──────── Extracted information

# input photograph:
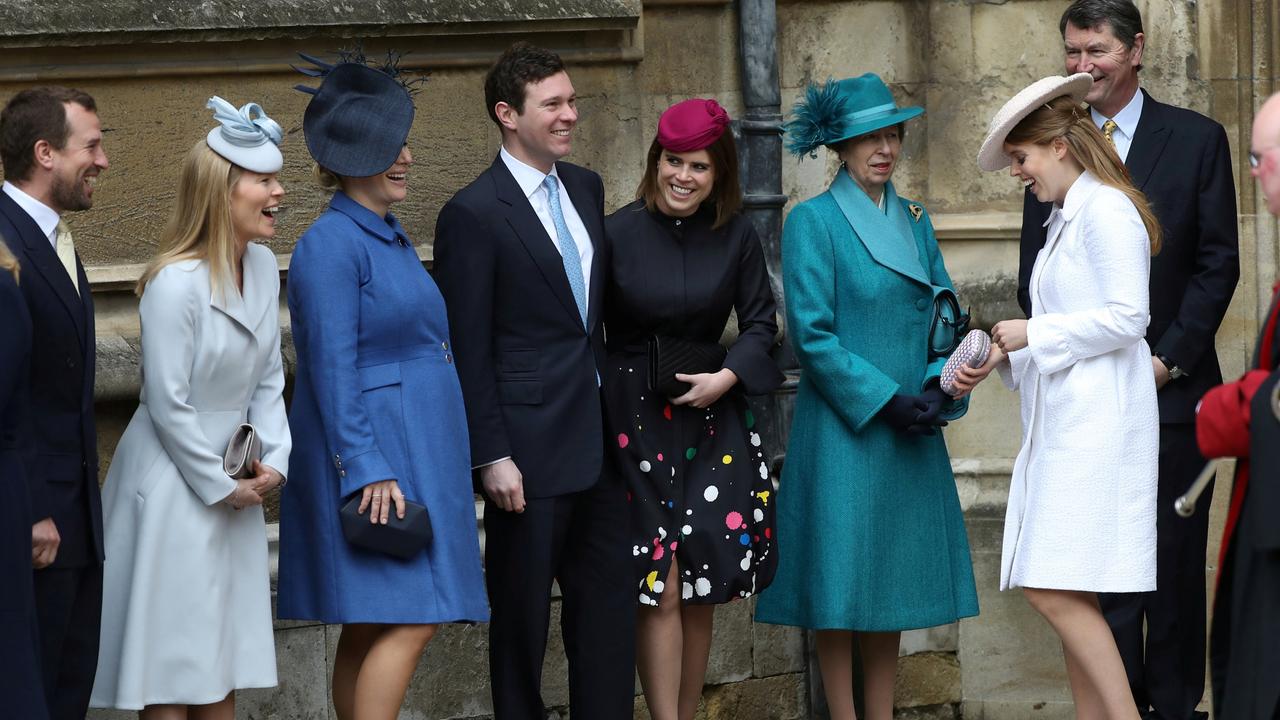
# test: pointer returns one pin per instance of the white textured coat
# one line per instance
(186, 604)
(1082, 501)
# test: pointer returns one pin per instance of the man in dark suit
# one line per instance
(520, 255)
(51, 149)
(1180, 160)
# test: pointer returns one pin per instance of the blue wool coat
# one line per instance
(376, 397)
(871, 536)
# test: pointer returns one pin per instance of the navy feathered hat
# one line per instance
(837, 110)
(360, 117)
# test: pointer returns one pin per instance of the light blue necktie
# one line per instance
(568, 249)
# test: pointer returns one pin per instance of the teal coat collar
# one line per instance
(887, 235)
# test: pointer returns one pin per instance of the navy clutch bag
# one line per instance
(400, 537)
(671, 355)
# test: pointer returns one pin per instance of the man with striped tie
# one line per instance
(51, 149)
(1180, 160)
(520, 255)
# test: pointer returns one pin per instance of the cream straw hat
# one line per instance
(992, 155)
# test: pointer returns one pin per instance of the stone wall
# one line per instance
(152, 64)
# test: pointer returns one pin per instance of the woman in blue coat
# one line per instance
(872, 540)
(376, 409)
(19, 655)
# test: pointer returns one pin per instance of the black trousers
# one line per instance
(1166, 673)
(69, 610)
(580, 541)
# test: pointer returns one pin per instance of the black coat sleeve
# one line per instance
(1031, 241)
(757, 319)
(466, 273)
(1217, 261)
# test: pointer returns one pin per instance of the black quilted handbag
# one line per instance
(671, 355)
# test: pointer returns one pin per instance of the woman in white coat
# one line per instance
(1082, 501)
(186, 604)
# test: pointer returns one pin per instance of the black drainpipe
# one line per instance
(760, 159)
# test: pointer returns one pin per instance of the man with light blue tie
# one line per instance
(520, 255)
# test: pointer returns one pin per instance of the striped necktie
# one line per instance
(568, 249)
(65, 249)
(1107, 128)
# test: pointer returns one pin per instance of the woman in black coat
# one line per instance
(682, 258)
(19, 656)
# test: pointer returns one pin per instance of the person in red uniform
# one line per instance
(1242, 419)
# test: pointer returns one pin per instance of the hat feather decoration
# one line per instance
(391, 67)
(814, 118)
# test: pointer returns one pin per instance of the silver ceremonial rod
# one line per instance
(1185, 505)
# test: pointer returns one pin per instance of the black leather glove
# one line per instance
(903, 413)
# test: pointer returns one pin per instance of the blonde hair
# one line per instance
(201, 224)
(1064, 118)
(8, 263)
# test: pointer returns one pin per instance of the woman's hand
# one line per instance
(265, 478)
(243, 496)
(378, 499)
(708, 387)
(1010, 335)
(968, 378)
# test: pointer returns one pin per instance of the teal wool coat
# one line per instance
(871, 536)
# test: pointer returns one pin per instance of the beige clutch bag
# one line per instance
(243, 450)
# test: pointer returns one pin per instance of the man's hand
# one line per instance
(1161, 372)
(44, 543)
(504, 486)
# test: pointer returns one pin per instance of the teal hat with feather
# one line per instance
(837, 110)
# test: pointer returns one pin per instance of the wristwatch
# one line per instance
(1174, 370)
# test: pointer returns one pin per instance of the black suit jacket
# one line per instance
(62, 452)
(529, 368)
(1182, 162)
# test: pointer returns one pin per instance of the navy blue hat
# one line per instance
(357, 119)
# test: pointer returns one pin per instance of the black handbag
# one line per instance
(949, 326)
(670, 355)
(400, 537)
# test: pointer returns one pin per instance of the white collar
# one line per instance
(1078, 194)
(1127, 119)
(528, 177)
(45, 217)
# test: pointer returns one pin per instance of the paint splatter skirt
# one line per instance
(698, 488)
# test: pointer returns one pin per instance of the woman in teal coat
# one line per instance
(872, 540)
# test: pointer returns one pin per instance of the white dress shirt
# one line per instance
(1127, 123)
(45, 217)
(530, 181)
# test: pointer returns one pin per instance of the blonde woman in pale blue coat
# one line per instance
(186, 602)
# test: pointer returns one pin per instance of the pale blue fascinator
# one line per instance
(246, 137)
(837, 110)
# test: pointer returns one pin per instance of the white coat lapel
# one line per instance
(887, 237)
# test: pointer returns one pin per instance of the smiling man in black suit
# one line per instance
(1180, 160)
(51, 149)
(520, 255)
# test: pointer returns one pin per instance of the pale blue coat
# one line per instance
(871, 536)
(376, 397)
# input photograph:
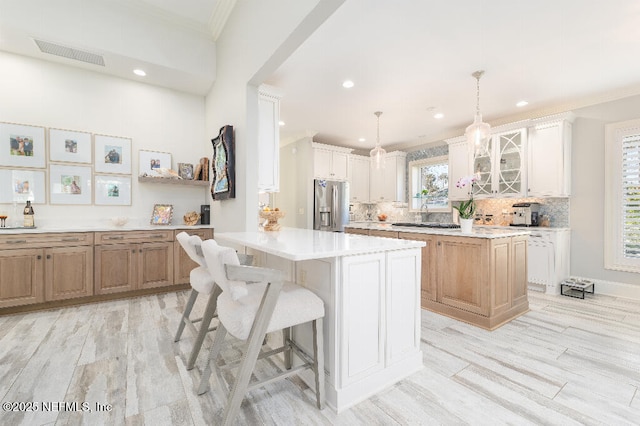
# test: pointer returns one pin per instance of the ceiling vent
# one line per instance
(69, 52)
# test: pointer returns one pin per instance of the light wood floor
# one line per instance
(567, 361)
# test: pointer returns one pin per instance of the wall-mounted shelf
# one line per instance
(161, 180)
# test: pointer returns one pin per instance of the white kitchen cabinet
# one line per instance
(388, 183)
(549, 157)
(502, 171)
(459, 166)
(548, 258)
(330, 162)
(359, 178)
(268, 139)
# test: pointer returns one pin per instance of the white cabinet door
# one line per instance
(549, 160)
(359, 178)
(362, 312)
(268, 141)
(403, 304)
(458, 167)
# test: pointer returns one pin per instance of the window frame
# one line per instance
(414, 170)
(614, 257)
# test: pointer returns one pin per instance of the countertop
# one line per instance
(480, 231)
(305, 244)
(97, 228)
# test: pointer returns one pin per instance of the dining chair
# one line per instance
(256, 301)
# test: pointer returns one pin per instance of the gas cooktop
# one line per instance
(429, 225)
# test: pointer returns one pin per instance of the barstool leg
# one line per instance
(318, 361)
(209, 312)
(185, 315)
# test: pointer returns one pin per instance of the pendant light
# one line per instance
(478, 132)
(378, 153)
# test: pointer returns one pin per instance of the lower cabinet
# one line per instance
(133, 260)
(36, 268)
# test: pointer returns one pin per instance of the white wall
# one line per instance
(51, 95)
(257, 38)
(587, 200)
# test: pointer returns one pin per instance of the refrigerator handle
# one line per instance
(334, 205)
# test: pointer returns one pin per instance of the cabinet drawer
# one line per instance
(133, 236)
(15, 241)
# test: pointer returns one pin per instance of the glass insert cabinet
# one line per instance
(500, 170)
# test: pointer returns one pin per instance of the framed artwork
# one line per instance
(162, 214)
(22, 185)
(69, 146)
(69, 184)
(22, 146)
(112, 154)
(185, 171)
(223, 185)
(150, 161)
(112, 190)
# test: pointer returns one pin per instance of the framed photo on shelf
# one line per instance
(112, 154)
(112, 190)
(162, 214)
(21, 185)
(22, 146)
(185, 171)
(69, 146)
(69, 184)
(150, 161)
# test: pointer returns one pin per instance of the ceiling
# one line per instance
(409, 59)
(412, 59)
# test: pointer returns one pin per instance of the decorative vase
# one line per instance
(466, 225)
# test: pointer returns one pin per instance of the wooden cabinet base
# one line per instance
(488, 323)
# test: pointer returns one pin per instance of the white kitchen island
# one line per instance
(371, 290)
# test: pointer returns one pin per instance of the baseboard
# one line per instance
(615, 289)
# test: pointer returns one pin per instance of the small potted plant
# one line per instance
(467, 208)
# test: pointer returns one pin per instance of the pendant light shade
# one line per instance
(478, 132)
(378, 153)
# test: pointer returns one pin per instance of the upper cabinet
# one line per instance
(388, 183)
(501, 171)
(359, 178)
(268, 139)
(330, 162)
(549, 157)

────────────────

== Work to be completed ==
Copy out every item above verbatim, omitting the pictures from your copy.

== Response to the exercise ==
# input photograph:
# test: pointer returns one pin per instance of the white textured coat
# one line per instance
(186, 604)
(1082, 501)
# test: pointer returns one pin per instance of the man in dark suit
# one line per instance
(520, 255)
(51, 149)
(1180, 160)
# test: pointer returns one pin per instance of the blue wool coat
# one line per instance
(376, 397)
(871, 536)
# test: pointer returns one pin per instance of the navy feathered hat
# one line per instance
(837, 110)
(360, 117)
# test: pointer returns one pin per instance of the light blue necktie
# one line per instance
(568, 249)
# test: pointer returns one pin per instance of the teal coat collar
# one line per instance
(887, 235)
# test: pointer returns one pin per instance of the navy clutch bag
# one line per instance
(400, 537)
(671, 355)
# test: pointer returns one pin per instance of the man with striped tie
# one line per instance
(51, 149)
(1180, 160)
(520, 255)
# test: pointer returns one pin per instance of the cream straw hat
# one line per instance
(992, 155)
# test: pointer returns one pin per instance of the stone wall
# one line per instance
(152, 64)
# test: pointer returns one pin per instance of the woman in blue coat
# one line per instance
(872, 540)
(376, 409)
(19, 655)
# test: pointer returns one pin per instance of the black trousers
# one line per instance
(1166, 673)
(69, 610)
(580, 541)
# test: pointer returns one pin per instance of the black coat sleeve
# one line per instance
(1031, 241)
(757, 319)
(466, 273)
(1217, 261)
# test: pointer returns one pin per instance of the black quilted handbag
# one line per instance
(671, 355)
# test: pointer returns one pin per instance of the woman in white coat
# one line per instance
(1082, 501)
(186, 604)
# test: pointer returns one pin per instance of the black drainpipe
# one line per instance
(760, 159)
# test: pointer returns one pin per instance of the man with light blue tie
# one line per instance
(520, 255)
# test: pointer returns one pin per instance of the striped necktie
# one line per instance
(568, 249)
(65, 249)
(1107, 128)
# test: pointer returns one pin per instance of the woman in black coat
# one line per instance
(682, 258)
(19, 656)
# test: pointer returns one pin per instance of the person in red uniform
# one line per instance
(1242, 419)
# test: pointer returns one pin per instance of the hat feather decoration
# one line per instance
(391, 67)
(814, 118)
# test: pointer returns one pin per instance of the silver ceremonial rod
# one line per instance
(1185, 505)
# test: pointer returns one pin per instance of the black leather glove
# one line per instance
(903, 413)
# test: pointer returns one pin per instance of the blonde hair
# one line per instance
(201, 224)
(1064, 118)
(8, 263)
# test: pointer returns one pin per instance of the woman's hand
# one line per instance
(265, 478)
(243, 496)
(378, 499)
(708, 387)
(1010, 335)
(968, 378)
# test: pointer returns one pin per instance of the teal wool coat
# one line per instance
(871, 536)
# test: pointer returns one pin per instance of the beige clutch bag
# one line per instance
(243, 450)
# test: pointer returns one pin per instance of the man's hand
# one line per instance
(1161, 372)
(44, 543)
(504, 486)
# test: pointer returns one pin per instance of the teal hat with feather
# one line per instance
(837, 110)
# test: pointer returns one pin per instance of the wristwatch
# one line per instance
(1174, 370)
# test: pointer returns one pin per instance of the black suit jacket
# one line per instance
(62, 452)
(529, 368)
(1182, 162)
# test: pointer returns one pin per instance of the navy blue hat
# one line per instance
(357, 119)
# test: pointer returns one pin per instance of the black handbag
# one line per instance
(949, 326)
(670, 355)
(400, 537)
# test: pointer returns one pin per instance of the white collar
# one line per instance
(1078, 194)
(1127, 119)
(528, 177)
(45, 217)
# test: pointer returns one pin per instance of the paint splatter skirt
# one line per instance
(698, 488)
# test: pointer returns one pin per instance of the woman in teal coat
# one line per instance
(872, 540)
# test: pointer returns one pin per instance of the white dress shirt
# one line per instance
(1127, 123)
(45, 217)
(530, 181)
# test: pointer returns one pin per instance of the blonde woman in pale blue coat
# one line per instance
(186, 602)
# test: pointer returns one pin per instance of the pale blue fascinator
# one line per instance
(246, 137)
(837, 110)
# test: pointer returns one pin per instance of the white coat lapel
# one line per instance
(887, 237)
# test: pointer returns one pin per instance of the smiling man in black suit
# one line per instance
(1180, 160)
(51, 149)
(520, 255)
# test: pointer returns one pin per instance of the pale blue coat
# one line per instance
(871, 536)
(376, 397)
# input photograph:
# test: pointer returns one pin per instance of the ceiling vent
# one line per instance
(69, 52)
# test: pointer returns one pin per instance of the light wood floor
# one line per instance
(567, 361)
# test: pointer returns one pin per instance of the wall-mounted shelf
# one line per instance
(161, 180)
# test: pointer returns one pin per instance of the white kitchen cabinet
# one line per instance
(388, 183)
(549, 157)
(502, 171)
(459, 166)
(548, 258)
(330, 162)
(359, 178)
(268, 139)
# test: pointer returns one pin per instance of the white cabinet door
# one line per instance
(549, 160)
(359, 178)
(362, 312)
(268, 141)
(403, 304)
(458, 167)
# test: pointer returns one pin per instance of the window frame
# one line per instance
(414, 170)
(614, 257)
# test: pointer returns one pin per instance of the countertop
# one line per instance
(480, 231)
(305, 244)
(97, 228)
# test: pointer returns one pin per instance of the dining chair
# one line per instance
(256, 301)
# test: pointer returns one pin per instance of the gas cooktop
# one line per instance
(429, 225)
# test: pointer returns one pin per instance of the barstool leg
# one line per instance
(318, 361)
(209, 312)
(185, 315)
# test: pointer returns one pin per instance of the pendant light
# one line per instance
(478, 132)
(378, 153)
# test: pointer returns one pin per instance of the lower cabinet
# one line per instance
(133, 260)
(36, 268)
# test: pointer returns one pin per instance of the white wall
# one line per instance
(51, 95)
(257, 38)
(587, 200)
# test: pointer returns one pin per instance of the refrigerator handle
# one line per instance
(334, 205)
# test: pointer returns one pin per instance of the cabinet drawer
# one line per instance
(133, 236)
(15, 241)
# test: pointer returns one pin per instance of the glass insert cabinet
# one line per instance
(500, 170)
# test: pointer returns one pin per instance of the framed artwork
# one line per instance
(162, 214)
(22, 185)
(69, 146)
(69, 184)
(22, 146)
(112, 154)
(185, 171)
(223, 185)
(150, 161)
(112, 190)
# test: pointer returns one pin per instance of the framed photo on shelf
# one line per instance
(112, 154)
(112, 190)
(162, 214)
(21, 185)
(22, 146)
(185, 171)
(69, 146)
(69, 184)
(150, 161)
# test: pointer returns one pin per instance of the ceiling
# one line per instance
(409, 59)
(412, 59)
# test: pointer returns one pin per instance of the decorative vase
# one line per instance
(466, 225)
# test: pointer returns one pin per instance of the wooden cabinet base
# one line per instance
(488, 323)
# test: pointer returns one pin per instance of the white kitchen island
# one line per instance
(371, 290)
# test: pointer returns one pin per instance of the baseboard
# one line per instance
(615, 289)
# test: pointer returns one pin per instance of the small potted plant
# one line per instance
(467, 208)
# test: pointer returns one pin per instance of the pendant light shade
# one line per instance
(478, 132)
(378, 153)
# test: pointer returns one pin per instance of the upper cabinet
# one line per instance
(388, 183)
(501, 171)
(359, 178)
(268, 139)
(330, 162)
(549, 157)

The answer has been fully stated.